### WRITTEN INSTRUCTION
Quote verbatim every line from the one containing "point: silver doorknob" down through the final line below, with both ends included.

### MATERIAL FOR THIS TASK
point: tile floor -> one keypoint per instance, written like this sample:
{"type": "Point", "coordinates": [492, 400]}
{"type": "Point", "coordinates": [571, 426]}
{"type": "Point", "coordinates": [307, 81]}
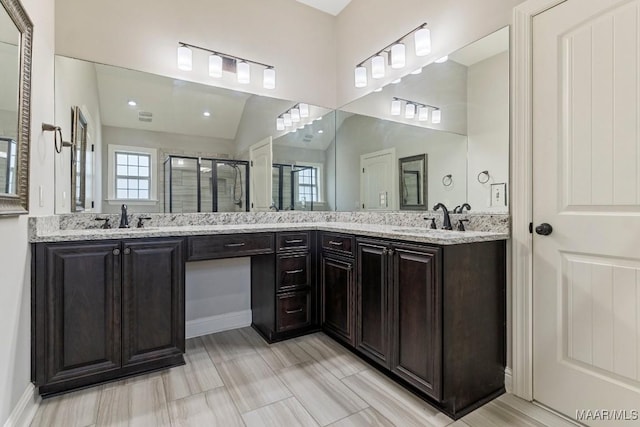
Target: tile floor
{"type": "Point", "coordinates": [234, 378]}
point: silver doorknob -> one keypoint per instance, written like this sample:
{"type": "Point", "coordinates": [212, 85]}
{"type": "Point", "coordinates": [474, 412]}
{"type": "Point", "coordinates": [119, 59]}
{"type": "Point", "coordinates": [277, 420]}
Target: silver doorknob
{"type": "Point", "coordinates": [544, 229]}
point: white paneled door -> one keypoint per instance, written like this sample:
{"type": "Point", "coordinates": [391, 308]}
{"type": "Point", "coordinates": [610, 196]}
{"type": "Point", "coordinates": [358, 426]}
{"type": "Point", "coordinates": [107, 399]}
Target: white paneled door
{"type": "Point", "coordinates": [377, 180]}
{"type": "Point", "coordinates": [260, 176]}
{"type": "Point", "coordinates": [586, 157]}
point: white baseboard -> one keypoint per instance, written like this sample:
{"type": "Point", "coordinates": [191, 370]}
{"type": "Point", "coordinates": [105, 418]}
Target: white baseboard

### TASK ANSWER
point: silver doorknob -> one keypoint per instance, written like this sample:
{"type": "Point", "coordinates": [212, 85]}
{"type": "Point", "coordinates": [474, 412]}
{"type": "Point", "coordinates": [119, 59]}
{"type": "Point", "coordinates": [277, 420]}
Target: silver doorknob
{"type": "Point", "coordinates": [544, 229]}
point: white paneled door -> one keypoint per instance, written like this sample:
{"type": "Point", "coordinates": [391, 308]}
{"type": "Point", "coordinates": [610, 196]}
{"type": "Point", "coordinates": [358, 426]}
{"type": "Point", "coordinates": [107, 399]}
Target: white paneled door
{"type": "Point", "coordinates": [377, 180]}
{"type": "Point", "coordinates": [260, 176]}
{"type": "Point", "coordinates": [586, 157]}
point: white baseboard -> one keypoint per instance, written like this sample:
{"type": "Point", "coordinates": [191, 370]}
{"type": "Point", "coordinates": [105, 418]}
Target: white baseboard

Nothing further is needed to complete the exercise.